Excerpt provided:
▶

NEW YORK CITY- Investment management firms are taking stock of their operations as many expect, and see signs, of an economic slowdown. Not only are these real estate decision-makers trying to decode messages from the market, but also from the movements of larger institutional investors, according to Tim Lee, principal at Olive Hill Group in Los Angeles, a real estate asset management firm.

"We're trying to decode messages coming from the market both negative and positive and trying to finesse if, and when there is a slowdown," Lee tells GlobeSt. "We will expect it to be much more muted than in 2008."

After nine years of economic recovery post the 2008 financial crisis, and the historically low-interest-rate environment, real estate players are taking strides to become nimble in their outsourcing, partnerships, and portfolio even as new entrants come into the market with enormous amounts of capital to deploy. And with new players, comes a watchful eye, Lee said.

Institutional investors are deploying a surfeit amount of capital to real estate, and many are first-time investors who are making the asset class a core strategy. Nationwide, pension funds are tipping their portfolio in favor of real estate. For instance, California pensions like CalSTRS and CalPERS are transferring money from private equity to real estate, viewing it as a better performing asset than stocks and fixed-income investments.

New entrants making large acquisitions are energizing the market. Kilroy Realty brought Blackwelder, a 19-office adaptive re-use campus from Lincoln Property Company, for $185 million or $1,173 per square foot, for the complex in Culver City. Reportedly, the sale was 23% above the projected price.

"When a long-term company makes a bet like that at a high price, it shows there is a long-term benefit that some investors aren't seeing," Lee said.

◀

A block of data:
▶

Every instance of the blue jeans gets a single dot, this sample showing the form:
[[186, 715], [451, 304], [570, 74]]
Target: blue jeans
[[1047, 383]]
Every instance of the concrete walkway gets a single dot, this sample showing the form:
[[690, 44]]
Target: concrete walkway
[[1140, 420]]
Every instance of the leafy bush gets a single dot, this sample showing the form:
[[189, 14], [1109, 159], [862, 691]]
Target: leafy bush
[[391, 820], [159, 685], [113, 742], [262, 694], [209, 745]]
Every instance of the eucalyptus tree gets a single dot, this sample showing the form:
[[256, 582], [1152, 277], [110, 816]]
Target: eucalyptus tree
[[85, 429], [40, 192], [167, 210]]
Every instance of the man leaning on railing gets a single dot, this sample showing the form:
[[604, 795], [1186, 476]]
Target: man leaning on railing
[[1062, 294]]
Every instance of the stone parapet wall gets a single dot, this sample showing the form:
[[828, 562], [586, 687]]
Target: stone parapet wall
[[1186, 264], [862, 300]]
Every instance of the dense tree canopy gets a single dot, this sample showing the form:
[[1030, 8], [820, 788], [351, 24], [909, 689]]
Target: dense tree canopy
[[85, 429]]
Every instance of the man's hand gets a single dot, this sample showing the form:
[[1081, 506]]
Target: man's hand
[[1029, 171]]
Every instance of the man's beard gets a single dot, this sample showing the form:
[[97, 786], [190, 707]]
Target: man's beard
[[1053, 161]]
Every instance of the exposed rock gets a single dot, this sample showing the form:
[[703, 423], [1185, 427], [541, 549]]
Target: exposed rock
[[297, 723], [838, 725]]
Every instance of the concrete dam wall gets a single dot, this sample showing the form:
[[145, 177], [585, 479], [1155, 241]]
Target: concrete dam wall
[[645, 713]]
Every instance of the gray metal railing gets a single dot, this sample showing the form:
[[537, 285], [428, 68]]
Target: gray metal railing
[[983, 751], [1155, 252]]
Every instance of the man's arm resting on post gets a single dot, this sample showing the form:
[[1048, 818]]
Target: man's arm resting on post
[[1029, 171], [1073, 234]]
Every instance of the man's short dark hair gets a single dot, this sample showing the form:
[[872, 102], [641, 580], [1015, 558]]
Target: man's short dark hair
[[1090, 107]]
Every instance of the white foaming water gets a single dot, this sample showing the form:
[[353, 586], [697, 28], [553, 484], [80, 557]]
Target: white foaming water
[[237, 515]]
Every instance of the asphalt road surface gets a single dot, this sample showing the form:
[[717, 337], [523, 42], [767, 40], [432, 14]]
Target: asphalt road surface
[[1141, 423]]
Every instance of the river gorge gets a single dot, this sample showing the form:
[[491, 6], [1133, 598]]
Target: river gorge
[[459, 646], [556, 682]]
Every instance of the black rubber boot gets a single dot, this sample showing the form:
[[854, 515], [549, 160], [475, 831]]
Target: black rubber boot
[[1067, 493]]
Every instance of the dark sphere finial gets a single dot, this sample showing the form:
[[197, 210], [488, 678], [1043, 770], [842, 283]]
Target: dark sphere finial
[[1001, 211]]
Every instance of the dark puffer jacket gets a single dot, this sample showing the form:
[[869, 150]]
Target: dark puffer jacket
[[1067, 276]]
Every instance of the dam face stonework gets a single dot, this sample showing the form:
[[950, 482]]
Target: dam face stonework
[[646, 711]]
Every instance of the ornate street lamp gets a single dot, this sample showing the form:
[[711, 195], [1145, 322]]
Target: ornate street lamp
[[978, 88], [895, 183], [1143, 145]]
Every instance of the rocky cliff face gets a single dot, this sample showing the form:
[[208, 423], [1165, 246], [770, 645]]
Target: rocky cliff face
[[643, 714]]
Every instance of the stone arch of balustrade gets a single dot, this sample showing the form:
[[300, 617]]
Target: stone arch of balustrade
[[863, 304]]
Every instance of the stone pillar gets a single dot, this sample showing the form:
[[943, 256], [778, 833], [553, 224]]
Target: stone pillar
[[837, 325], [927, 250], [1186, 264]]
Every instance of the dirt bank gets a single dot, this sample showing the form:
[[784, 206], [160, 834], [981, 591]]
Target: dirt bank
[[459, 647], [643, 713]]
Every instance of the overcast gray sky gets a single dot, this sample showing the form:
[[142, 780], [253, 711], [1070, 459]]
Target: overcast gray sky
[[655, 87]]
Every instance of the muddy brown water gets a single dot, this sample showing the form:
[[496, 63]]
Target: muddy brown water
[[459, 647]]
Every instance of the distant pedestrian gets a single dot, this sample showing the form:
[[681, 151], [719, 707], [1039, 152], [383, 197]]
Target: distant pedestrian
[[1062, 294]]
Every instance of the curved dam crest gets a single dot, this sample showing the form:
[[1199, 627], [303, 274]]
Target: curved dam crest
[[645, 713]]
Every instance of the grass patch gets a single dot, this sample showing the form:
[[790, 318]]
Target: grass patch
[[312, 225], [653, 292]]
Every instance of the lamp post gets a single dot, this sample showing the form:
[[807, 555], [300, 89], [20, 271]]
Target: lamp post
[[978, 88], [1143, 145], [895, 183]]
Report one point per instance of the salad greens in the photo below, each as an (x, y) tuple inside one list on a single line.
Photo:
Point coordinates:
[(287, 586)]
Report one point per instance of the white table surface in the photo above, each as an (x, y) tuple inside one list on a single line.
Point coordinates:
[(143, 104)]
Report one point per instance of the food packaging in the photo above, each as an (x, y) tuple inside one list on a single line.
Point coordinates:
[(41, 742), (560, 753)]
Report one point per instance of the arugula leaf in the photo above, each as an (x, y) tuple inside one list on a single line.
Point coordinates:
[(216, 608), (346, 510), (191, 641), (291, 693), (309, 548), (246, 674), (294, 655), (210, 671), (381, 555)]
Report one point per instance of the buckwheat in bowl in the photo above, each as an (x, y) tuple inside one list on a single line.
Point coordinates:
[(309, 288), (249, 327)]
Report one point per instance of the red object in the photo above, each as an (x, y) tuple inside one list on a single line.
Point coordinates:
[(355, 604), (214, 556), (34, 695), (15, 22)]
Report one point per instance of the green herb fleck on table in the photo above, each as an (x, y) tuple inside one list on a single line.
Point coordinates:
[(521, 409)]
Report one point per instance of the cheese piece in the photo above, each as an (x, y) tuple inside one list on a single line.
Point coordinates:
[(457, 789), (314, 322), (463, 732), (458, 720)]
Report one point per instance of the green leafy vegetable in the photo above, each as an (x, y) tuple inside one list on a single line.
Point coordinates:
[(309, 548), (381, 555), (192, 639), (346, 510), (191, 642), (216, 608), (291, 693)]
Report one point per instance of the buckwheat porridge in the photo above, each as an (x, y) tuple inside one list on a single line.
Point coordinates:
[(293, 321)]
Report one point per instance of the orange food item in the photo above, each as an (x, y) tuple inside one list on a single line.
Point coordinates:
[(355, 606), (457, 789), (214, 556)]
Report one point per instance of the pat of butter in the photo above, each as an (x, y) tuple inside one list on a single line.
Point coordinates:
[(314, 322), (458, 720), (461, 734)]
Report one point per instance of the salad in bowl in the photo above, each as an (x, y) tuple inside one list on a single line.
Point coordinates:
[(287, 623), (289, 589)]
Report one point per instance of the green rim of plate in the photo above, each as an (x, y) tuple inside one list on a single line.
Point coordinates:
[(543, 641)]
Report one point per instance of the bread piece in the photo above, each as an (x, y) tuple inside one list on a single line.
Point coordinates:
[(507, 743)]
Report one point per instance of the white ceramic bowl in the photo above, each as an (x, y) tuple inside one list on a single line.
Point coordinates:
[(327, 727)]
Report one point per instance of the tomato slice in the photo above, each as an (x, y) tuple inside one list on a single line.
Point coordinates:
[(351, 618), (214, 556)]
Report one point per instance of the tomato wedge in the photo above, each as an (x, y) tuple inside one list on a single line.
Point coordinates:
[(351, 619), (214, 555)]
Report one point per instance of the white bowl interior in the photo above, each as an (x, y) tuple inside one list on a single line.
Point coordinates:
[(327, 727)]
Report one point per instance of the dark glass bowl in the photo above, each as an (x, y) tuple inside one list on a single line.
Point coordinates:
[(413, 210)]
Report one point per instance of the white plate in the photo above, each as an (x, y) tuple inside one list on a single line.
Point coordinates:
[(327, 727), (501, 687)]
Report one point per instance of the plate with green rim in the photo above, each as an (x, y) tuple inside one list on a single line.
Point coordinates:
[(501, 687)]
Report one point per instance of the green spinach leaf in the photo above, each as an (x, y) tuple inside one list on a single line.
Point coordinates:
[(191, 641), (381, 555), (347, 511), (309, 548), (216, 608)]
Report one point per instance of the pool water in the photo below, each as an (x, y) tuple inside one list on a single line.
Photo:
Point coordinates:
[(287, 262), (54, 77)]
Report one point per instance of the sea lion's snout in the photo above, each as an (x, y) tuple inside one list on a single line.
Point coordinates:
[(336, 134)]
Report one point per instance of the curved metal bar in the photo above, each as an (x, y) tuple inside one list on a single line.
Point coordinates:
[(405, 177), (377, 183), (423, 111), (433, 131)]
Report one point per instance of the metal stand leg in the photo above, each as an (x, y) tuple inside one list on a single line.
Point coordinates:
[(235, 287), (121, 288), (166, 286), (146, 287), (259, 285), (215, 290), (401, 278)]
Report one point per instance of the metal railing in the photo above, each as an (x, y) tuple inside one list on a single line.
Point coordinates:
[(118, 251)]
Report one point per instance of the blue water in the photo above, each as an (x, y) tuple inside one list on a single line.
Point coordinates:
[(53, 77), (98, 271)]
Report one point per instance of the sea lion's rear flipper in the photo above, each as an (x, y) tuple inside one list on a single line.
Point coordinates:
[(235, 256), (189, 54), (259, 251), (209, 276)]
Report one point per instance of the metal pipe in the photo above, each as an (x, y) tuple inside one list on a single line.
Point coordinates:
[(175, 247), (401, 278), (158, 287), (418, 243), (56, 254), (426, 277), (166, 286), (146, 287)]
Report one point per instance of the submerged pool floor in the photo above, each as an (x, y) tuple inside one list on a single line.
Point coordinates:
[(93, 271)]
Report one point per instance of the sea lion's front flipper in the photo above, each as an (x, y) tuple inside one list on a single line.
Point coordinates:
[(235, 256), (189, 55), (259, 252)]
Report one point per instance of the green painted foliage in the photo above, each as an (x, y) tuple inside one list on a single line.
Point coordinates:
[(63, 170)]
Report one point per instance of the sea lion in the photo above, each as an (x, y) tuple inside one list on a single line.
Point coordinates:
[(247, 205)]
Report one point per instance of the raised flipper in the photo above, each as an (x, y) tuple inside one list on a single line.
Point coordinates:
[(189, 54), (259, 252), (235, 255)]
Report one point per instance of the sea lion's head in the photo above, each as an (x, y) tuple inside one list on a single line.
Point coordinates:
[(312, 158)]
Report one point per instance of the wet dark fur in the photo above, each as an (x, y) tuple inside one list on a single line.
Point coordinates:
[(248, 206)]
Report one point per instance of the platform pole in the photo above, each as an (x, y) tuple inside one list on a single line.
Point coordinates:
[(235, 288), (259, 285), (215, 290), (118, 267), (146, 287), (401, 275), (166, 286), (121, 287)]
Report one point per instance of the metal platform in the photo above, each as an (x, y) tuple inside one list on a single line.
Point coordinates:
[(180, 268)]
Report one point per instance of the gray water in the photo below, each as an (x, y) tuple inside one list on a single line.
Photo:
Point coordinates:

◀

What to work on:
1: According to the real estate article, why are California pensions such as CalSTRS and CalPERS shifting money from private equity into real estate?
2: Put everything in the records, from their first line down to the line containing "[[391, 820], [159, 685], [113, 742], [262, 694], [209, 745]]", into a numbered list, leaving out blank lines.
The records are unrelated to the text.

In response:
1: They view real estate as a better-performing asset than stocks and fixed-income investments.

2:
1. Every instance of the blue jeans gets a single dot, this sample showing the form:
2. [[186, 715], [451, 304], [570, 74]]
3. Target: blue jeans
4. [[1047, 383]]
5. Every instance of the concrete walkway gets a single dot, this sample showing the form:
6. [[690, 44]]
7. Target: concrete walkway
8. [[1140, 420]]
9. Every instance of the leafy bush gets a single dot, this sample showing the form:
10. [[189, 14], [1109, 159], [862, 691]]
11. Target: leafy bush
12. [[391, 820], [159, 685], [113, 742], [262, 694], [209, 745]]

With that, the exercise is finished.